*** Records for processing Section Begins ***

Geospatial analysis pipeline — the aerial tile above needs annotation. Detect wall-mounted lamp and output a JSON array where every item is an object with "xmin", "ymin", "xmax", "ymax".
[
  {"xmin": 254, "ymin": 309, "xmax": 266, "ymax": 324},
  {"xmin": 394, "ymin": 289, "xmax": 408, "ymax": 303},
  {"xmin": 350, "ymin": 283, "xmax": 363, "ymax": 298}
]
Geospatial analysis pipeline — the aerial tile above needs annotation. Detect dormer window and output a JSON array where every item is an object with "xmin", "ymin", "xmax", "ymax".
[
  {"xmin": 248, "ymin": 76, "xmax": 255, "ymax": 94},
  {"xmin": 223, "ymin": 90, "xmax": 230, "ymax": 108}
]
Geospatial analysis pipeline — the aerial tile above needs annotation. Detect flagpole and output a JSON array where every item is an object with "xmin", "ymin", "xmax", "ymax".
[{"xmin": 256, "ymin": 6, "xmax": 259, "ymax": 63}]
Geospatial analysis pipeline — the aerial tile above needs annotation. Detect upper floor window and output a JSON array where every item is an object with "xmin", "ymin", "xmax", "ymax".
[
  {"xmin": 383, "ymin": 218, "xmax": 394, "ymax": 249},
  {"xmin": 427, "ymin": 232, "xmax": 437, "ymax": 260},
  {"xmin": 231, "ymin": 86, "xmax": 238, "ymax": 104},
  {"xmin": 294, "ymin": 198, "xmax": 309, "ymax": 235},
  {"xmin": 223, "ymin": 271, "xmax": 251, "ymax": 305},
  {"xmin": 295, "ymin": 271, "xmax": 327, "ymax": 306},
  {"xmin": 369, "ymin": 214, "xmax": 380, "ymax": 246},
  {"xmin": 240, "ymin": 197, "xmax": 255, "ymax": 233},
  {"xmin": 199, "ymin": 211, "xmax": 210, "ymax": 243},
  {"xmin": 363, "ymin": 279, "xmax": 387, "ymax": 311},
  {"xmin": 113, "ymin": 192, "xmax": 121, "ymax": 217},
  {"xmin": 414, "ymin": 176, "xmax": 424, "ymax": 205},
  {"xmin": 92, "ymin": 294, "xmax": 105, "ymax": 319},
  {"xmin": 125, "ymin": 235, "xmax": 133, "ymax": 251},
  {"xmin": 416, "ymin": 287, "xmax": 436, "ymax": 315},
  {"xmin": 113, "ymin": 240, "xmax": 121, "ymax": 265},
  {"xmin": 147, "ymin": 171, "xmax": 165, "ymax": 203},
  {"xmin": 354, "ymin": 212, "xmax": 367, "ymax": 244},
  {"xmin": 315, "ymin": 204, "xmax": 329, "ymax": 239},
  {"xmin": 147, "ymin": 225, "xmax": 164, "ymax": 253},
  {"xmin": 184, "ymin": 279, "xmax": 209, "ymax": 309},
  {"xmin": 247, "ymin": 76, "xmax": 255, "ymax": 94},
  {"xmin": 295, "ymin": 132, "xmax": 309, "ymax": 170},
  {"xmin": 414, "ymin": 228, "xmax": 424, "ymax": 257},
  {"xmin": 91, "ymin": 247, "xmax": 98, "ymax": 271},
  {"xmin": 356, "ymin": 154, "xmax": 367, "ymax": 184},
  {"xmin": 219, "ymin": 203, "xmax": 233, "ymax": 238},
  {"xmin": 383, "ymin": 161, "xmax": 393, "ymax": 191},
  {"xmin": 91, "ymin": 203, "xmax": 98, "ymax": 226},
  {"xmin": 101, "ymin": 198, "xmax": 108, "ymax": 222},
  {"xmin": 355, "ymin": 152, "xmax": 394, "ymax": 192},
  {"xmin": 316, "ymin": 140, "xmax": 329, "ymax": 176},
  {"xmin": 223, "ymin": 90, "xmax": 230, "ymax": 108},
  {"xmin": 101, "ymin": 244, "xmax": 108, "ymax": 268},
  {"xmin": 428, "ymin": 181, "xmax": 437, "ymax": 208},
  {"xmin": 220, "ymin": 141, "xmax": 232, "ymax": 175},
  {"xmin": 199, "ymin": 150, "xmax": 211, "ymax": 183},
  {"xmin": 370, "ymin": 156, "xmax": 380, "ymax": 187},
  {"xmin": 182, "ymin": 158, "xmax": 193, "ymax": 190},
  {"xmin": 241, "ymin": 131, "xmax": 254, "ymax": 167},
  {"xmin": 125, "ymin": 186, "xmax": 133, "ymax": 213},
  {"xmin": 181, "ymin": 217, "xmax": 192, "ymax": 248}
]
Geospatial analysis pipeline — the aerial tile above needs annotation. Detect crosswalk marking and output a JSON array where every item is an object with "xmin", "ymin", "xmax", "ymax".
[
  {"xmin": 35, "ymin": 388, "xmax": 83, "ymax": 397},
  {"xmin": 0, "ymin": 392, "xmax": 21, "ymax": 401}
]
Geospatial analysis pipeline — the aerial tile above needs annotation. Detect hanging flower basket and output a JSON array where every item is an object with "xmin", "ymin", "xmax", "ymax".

*** Records for processing Section Ends ***

Exercise: Each line of the listing should be copied exactly.

Solution for this problem:
Geospatial analysis pipeline — the aerial tile above needs annotation. Detect wall-mounted lamp and output a JSON array where every item is an object with "xmin", "ymin", "xmax", "ymax".
[
  {"xmin": 254, "ymin": 309, "xmax": 266, "ymax": 324},
  {"xmin": 394, "ymin": 289, "xmax": 408, "ymax": 303},
  {"xmin": 350, "ymin": 283, "xmax": 363, "ymax": 298}
]
Geospatial analysis pipeline — the aerial tile above needs annotation. Detect dormer window and output a JSON array where every item is an object with "xmin", "ymin", "xmax", "ymax".
[
  {"xmin": 248, "ymin": 76, "xmax": 255, "ymax": 94},
  {"xmin": 223, "ymin": 90, "xmax": 230, "ymax": 108}
]
Geospatial analysis pipeline — the aerial tile above needs annotation. Detect flagpole and output a JSON array where every item is an object with "xmin", "ymin", "xmax", "ymax".
[{"xmin": 256, "ymin": 6, "xmax": 259, "ymax": 63}]
Geospatial analysis pipeline — the aerial tile above needs annotation. Detect upper floor window and output a JSON array where every item is an object with "xmin", "ymin", "xmax", "ymax".
[
  {"xmin": 383, "ymin": 218, "xmax": 394, "ymax": 249},
  {"xmin": 427, "ymin": 232, "xmax": 437, "ymax": 260},
  {"xmin": 231, "ymin": 86, "xmax": 238, "ymax": 104},
  {"xmin": 294, "ymin": 198, "xmax": 309, "ymax": 235},
  {"xmin": 223, "ymin": 271, "xmax": 251, "ymax": 305},
  {"xmin": 295, "ymin": 271, "xmax": 327, "ymax": 306},
  {"xmin": 369, "ymin": 214, "xmax": 380, "ymax": 246},
  {"xmin": 240, "ymin": 197, "xmax": 255, "ymax": 233},
  {"xmin": 199, "ymin": 211, "xmax": 210, "ymax": 243},
  {"xmin": 363, "ymin": 279, "xmax": 387, "ymax": 311},
  {"xmin": 113, "ymin": 192, "xmax": 121, "ymax": 217},
  {"xmin": 414, "ymin": 176, "xmax": 424, "ymax": 205},
  {"xmin": 92, "ymin": 294, "xmax": 105, "ymax": 319},
  {"xmin": 125, "ymin": 235, "xmax": 133, "ymax": 251},
  {"xmin": 416, "ymin": 287, "xmax": 436, "ymax": 315},
  {"xmin": 113, "ymin": 240, "xmax": 121, "ymax": 265},
  {"xmin": 147, "ymin": 171, "xmax": 165, "ymax": 203},
  {"xmin": 354, "ymin": 212, "xmax": 367, "ymax": 244},
  {"xmin": 315, "ymin": 204, "xmax": 329, "ymax": 239},
  {"xmin": 147, "ymin": 225, "xmax": 164, "ymax": 253},
  {"xmin": 184, "ymin": 279, "xmax": 209, "ymax": 309},
  {"xmin": 247, "ymin": 76, "xmax": 255, "ymax": 94},
  {"xmin": 295, "ymin": 132, "xmax": 309, "ymax": 170},
  {"xmin": 414, "ymin": 228, "xmax": 424, "ymax": 257},
  {"xmin": 91, "ymin": 247, "xmax": 98, "ymax": 271},
  {"xmin": 356, "ymin": 154, "xmax": 367, "ymax": 184},
  {"xmin": 219, "ymin": 203, "xmax": 233, "ymax": 238},
  {"xmin": 383, "ymin": 161, "xmax": 393, "ymax": 191},
  {"xmin": 91, "ymin": 203, "xmax": 98, "ymax": 226},
  {"xmin": 101, "ymin": 198, "xmax": 108, "ymax": 222},
  {"xmin": 355, "ymin": 152, "xmax": 394, "ymax": 192},
  {"xmin": 316, "ymin": 140, "xmax": 329, "ymax": 176},
  {"xmin": 223, "ymin": 90, "xmax": 230, "ymax": 108},
  {"xmin": 101, "ymin": 244, "xmax": 108, "ymax": 268},
  {"xmin": 428, "ymin": 181, "xmax": 437, "ymax": 208},
  {"xmin": 220, "ymin": 141, "xmax": 232, "ymax": 175},
  {"xmin": 199, "ymin": 150, "xmax": 211, "ymax": 183},
  {"xmin": 370, "ymin": 156, "xmax": 380, "ymax": 187},
  {"xmin": 182, "ymin": 158, "xmax": 193, "ymax": 190},
  {"xmin": 241, "ymin": 131, "xmax": 254, "ymax": 167},
  {"xmin": 125, "ymin": 186, "xmax": 133, "ymax": 213},
  {"xmin": 181, "ymin": 217, "xmax": 192, "ymax": 248}
]
Geospatial analysis pipeline — the aerial tile above needs annotation. Detect crosswalk marking and output a JSON array where every item is an object with "xmin", "ymin", "xmax", "ymax".
[
  {"xmin": 35, "ymin": 388, "xmax": 83, "ymax": 397},
  {"xmin": 0, "ymin": 392, "xmax": 21, "ymax": 401}
]
Geospatial analysis pipeline — the aerial tile above needs annotation. Detect hanging flower basket and output a JSON array where every item is an object with "xmin", "ymin", "xmax", "ymax".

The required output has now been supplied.